(What to work on): Set out as a numbered list the part of the entries below that opens with the line containing "the wood plank" and closes with the line containing "pixel 313 189", both of those lines included. Leave out any blank lines and anything outside that part.

──────── Source records ────────

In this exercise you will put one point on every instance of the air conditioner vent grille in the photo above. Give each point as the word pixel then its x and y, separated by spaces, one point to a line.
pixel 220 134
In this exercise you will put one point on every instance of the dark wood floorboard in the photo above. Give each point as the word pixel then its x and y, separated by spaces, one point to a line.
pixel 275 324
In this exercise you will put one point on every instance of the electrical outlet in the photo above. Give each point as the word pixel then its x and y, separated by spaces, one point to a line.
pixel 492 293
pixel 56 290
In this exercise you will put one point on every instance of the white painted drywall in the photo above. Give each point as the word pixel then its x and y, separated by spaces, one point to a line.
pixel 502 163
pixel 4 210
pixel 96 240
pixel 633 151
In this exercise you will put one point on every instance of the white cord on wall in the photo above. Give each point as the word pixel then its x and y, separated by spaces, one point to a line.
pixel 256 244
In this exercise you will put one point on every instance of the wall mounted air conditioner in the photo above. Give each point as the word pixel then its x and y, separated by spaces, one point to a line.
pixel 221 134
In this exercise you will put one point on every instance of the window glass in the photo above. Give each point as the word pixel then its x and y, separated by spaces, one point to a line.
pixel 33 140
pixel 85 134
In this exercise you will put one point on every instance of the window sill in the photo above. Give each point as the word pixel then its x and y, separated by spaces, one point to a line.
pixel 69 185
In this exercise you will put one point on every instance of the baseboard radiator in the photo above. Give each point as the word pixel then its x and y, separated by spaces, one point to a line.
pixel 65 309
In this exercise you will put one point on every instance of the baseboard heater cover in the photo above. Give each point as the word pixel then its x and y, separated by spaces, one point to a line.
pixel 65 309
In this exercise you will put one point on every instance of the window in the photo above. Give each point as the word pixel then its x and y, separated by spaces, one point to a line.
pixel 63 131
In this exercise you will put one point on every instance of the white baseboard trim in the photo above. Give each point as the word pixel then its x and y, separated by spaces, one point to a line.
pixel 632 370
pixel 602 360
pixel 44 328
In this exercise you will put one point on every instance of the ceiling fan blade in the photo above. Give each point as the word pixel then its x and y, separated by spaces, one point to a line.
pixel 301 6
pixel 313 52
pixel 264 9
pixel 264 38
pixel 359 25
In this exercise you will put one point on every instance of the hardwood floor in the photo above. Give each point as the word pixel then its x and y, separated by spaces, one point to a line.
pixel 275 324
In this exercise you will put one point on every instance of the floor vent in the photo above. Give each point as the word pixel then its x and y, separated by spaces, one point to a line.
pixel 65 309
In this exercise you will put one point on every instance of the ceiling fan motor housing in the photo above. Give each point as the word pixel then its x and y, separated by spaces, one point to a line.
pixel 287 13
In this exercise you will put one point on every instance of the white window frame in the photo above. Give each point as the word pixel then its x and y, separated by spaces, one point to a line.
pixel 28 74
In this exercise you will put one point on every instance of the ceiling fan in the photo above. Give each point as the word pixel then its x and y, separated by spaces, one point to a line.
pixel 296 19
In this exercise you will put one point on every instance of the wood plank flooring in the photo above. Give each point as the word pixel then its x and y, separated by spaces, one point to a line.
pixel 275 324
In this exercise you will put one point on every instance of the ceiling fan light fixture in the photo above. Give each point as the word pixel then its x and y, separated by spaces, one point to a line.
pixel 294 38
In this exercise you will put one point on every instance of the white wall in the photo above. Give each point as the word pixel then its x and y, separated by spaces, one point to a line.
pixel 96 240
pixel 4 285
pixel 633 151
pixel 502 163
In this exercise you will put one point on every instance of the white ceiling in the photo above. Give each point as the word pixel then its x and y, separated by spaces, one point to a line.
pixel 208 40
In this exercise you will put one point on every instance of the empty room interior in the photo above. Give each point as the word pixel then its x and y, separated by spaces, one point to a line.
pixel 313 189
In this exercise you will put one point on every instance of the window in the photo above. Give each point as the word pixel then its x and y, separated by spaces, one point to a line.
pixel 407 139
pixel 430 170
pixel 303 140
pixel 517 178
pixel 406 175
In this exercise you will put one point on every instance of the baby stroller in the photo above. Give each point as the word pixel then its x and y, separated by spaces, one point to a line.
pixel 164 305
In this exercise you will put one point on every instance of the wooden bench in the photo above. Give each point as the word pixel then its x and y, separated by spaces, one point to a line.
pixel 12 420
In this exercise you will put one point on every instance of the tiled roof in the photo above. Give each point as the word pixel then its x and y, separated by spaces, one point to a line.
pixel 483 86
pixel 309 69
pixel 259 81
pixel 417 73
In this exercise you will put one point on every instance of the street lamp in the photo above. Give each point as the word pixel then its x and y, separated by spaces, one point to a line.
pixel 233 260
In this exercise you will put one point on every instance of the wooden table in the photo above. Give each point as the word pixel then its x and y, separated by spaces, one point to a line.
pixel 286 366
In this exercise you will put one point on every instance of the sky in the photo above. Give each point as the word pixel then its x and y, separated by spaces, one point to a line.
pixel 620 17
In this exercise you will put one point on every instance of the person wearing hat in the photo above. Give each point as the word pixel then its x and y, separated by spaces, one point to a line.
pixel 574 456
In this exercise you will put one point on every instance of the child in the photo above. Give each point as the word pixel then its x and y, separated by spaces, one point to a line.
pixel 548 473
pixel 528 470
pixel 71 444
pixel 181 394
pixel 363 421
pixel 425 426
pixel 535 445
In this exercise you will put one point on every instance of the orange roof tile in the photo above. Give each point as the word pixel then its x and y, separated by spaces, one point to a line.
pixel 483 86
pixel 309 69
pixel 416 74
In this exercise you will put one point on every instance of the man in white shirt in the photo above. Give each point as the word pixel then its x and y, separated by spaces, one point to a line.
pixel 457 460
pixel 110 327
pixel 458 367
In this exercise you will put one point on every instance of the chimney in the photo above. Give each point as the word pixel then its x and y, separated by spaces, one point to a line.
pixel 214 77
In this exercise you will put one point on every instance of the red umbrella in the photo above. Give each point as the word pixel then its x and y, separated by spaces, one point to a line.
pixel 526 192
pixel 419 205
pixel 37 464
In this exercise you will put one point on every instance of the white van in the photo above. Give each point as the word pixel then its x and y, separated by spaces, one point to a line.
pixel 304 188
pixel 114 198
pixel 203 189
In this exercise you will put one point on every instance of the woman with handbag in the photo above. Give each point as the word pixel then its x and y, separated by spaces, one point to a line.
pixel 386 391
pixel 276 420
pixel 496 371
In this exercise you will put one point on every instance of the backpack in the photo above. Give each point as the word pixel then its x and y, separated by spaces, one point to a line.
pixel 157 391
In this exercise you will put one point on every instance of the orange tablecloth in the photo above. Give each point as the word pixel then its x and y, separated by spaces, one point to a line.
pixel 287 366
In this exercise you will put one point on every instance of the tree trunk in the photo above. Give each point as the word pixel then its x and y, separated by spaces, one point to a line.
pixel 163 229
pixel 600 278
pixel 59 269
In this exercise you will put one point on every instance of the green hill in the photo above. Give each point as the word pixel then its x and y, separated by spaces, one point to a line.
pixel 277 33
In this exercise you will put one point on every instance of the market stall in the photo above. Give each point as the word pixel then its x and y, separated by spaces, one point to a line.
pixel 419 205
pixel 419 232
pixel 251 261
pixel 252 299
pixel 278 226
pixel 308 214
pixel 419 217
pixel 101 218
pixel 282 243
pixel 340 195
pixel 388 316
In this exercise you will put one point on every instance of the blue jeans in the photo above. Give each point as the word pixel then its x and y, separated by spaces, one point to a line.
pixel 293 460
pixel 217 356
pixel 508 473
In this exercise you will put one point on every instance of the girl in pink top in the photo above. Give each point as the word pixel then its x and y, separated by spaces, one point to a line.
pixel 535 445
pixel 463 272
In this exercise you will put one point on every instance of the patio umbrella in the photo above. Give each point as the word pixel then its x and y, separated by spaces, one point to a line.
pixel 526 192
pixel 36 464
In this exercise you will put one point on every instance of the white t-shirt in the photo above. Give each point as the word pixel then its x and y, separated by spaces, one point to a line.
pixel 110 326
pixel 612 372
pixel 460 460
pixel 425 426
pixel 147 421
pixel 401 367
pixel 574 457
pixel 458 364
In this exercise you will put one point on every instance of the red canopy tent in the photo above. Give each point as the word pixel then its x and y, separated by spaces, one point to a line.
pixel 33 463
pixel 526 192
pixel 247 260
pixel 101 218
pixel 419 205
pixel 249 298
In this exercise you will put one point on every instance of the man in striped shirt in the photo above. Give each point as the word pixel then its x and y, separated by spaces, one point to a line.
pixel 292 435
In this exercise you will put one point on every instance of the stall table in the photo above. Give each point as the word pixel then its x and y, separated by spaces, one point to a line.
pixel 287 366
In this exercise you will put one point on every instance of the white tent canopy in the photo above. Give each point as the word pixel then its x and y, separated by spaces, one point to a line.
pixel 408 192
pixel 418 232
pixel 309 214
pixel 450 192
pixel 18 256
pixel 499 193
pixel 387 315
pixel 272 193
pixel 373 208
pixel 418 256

────────

(Solved problem):
1. In this exercise you will put one point on every instance of the wood plank flooring in the photo above. Give each point as the word pixel then its x and y, separated by spaces, one point to a line.
2. pixel 275 324
3. In this exercise you will put one point on every instance of the ceiling fan light fixture in the photo above. Give each point as the word pixel then its x and y, separated by spaces, one point to a line.
4. pixel 294 38
5. In this exercise you will put one point on every instance of the white wall in the photo above. Give each point as the word pixel then its x and y, separated by spaces, one point to a line.
6. pixel 96 240
7. pixel 4 285
8. pixel 633 151
9. pixel 502 163
10. In this exercise you will put one point on every instance of the white ceiling in the photo above. Give each point as the word pixel then its x and y, separated by spaces, one point to a line.
11. pixel 208 40
12. In this exercise you will put one point on every instance of the empty room interior in the photo above. Give each point as the word pixel then its x and y, separated by spaces, one point to a line.
13. pixel 313 189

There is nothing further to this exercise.